- TASK DESCRIPTION -
From the passage on the Puritan mission to the American Indians, retype word for word the section between "10/09/2023 – The" and "page # 786.", inclusive.

10/09/2023 – The amazing story of renowned Purtitan missionary to the American Indians, John Elliot (1604-1690)
This is from “A Puritan Theology” – Doctrine for Life” by Joel R. Beeke & Mark Jones, an excerpt from Chapter #48: “The City on a Hill”: The American Puritans’ Optimistic View of the End Times, covering page # 784 through page # 786.
Let’s get started:
“The renowned Puritan missionary to the American Indians, John Elliot (1604-1690), strove to plant Christ’s monarchy among his Christianized Indians as a model for God’s rule amount the nations. James Houston call’s Eliot’s vision ‘the single most ambitions utopian project within the large Puritan utopia of New England … No other Puritans, Old or New World, worked so long or with such concentration on a single utopian project, and no other Puritan utopias remained so committed to connecting utopian writing and practice.
Like most Puritans, Eliot believed strongly that the last times were near. Since the gospel shall be heard by all the earth before Christ’s second coming, the Indians must be evangelized immediately. Eliot spend three years studying the Algonquian language and then began preaching to the natives in their own language in 1646.
Eliot was not alone among the New England ministers in this conviction. Citing Brightman, Thomas Shepherd (1605-1649) wrote in 1648 that he expected Turkish power to soon collapse, the Jews to be converted, and ‘these Western Indians {to} soon some in’ to embrace the gospel. Convictions like these led the following year to the founding of the English Society for the Propagation of the Gospel, which was established to support the work of Eliot and other evangelists to the Indians. Over the next twenty years, Eliot wrote or sponsored a great many works that became known as the Eliot Indian Tracts, which were published in London as aids in fundraising.
Eliot bean to set up towns of ‘praying Indians.’ Natick was the first ‘praying town’ (1651). God blessed his work with numerous conversions, which in turn enflamed his eschatological hope for the Indian converts. By 1652, Eliot was already writing in one of his many tracts, Tears of Repentence, that Christ’s kingdom was ‘rising up in the Western Parts of the World, which, according to James Maclear, encouraged Cromwell to promote the reign of Christ everywhere. In his zeal to evangelize the Indians, Eliot added two rather extreme convictions to his thinking, as Maclear notes: ‘First, he added a new dimension to speculation about he Indians’ place in eschatology by his conviction that they were Hebrews, retrograde descendants of the biblical patriarchs and the Ten Lost Tribes of Israel. Second, he believed that his own humble Indian flock at Natick was destined to take the first step toward the millennium.
Despite these views, Eliot had set up nineteen praying towns by 1674, with an estimated population of 3,600 Indians approximately 1,100 had been converted. In each town, the natives made a solemn covenant to give themselves and their children ‘ to God to be His people’ as the basis of the new civil government. Eliot organized the new government following Jethro’s advice to Moses in Exodus 18: he appointed rulers over hundreds, fifty, and ten in each town to keep la to the Massachusetts General Court. For the most part, the natives were expected to adopt the Puritan lifestyle along with the Christian faith.
After organizing the civil government, Eliot started establishing churches with the Congregationalist forms of government. After overcoming numerous difficulties in a fifteen-year period, the first native church was officially established in 1660 at Natick. The establishment of other churches in praying towns soon followed.

(Raw records)
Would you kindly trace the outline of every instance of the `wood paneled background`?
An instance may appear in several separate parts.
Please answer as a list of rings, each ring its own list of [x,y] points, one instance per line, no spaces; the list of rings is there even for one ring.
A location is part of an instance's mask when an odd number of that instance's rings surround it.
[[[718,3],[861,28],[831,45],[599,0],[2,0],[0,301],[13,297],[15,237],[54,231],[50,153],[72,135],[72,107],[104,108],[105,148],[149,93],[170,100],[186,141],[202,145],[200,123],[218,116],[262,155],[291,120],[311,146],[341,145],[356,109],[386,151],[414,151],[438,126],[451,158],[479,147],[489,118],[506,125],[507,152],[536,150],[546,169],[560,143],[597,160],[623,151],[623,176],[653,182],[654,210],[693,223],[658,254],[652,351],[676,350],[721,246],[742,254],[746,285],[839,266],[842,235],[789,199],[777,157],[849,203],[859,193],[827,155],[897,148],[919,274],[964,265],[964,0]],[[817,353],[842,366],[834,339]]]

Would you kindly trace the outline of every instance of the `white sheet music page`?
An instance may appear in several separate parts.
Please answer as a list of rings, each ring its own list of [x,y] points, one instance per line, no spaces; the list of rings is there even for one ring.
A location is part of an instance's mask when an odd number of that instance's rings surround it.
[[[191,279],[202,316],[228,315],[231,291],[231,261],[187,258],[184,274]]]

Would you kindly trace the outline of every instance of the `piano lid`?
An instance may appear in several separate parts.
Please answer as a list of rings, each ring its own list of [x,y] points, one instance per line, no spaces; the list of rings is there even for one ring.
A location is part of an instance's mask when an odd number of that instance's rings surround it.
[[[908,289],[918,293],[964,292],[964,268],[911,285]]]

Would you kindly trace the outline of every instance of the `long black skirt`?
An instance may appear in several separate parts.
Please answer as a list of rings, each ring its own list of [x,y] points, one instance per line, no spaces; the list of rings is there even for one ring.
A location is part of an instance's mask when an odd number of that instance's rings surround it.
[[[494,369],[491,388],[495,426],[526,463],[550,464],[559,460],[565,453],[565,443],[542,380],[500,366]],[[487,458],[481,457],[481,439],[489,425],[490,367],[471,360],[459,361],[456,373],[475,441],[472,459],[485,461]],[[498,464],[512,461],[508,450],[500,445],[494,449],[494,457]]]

- SOLUTION -
10/09/2023 – The amazing story of renowned Purtitan missionary to the American Indians, John Elliot (1604-1690)
This is from “A Puritan Theology” – Doctrine for Life” by Joel R. Beeke & Mark Jones, an excerpt from Chapter #48: “The City on a Hill”: The American Puritans’ Optimistic View of the End Times, covering page # 784 through page # 786.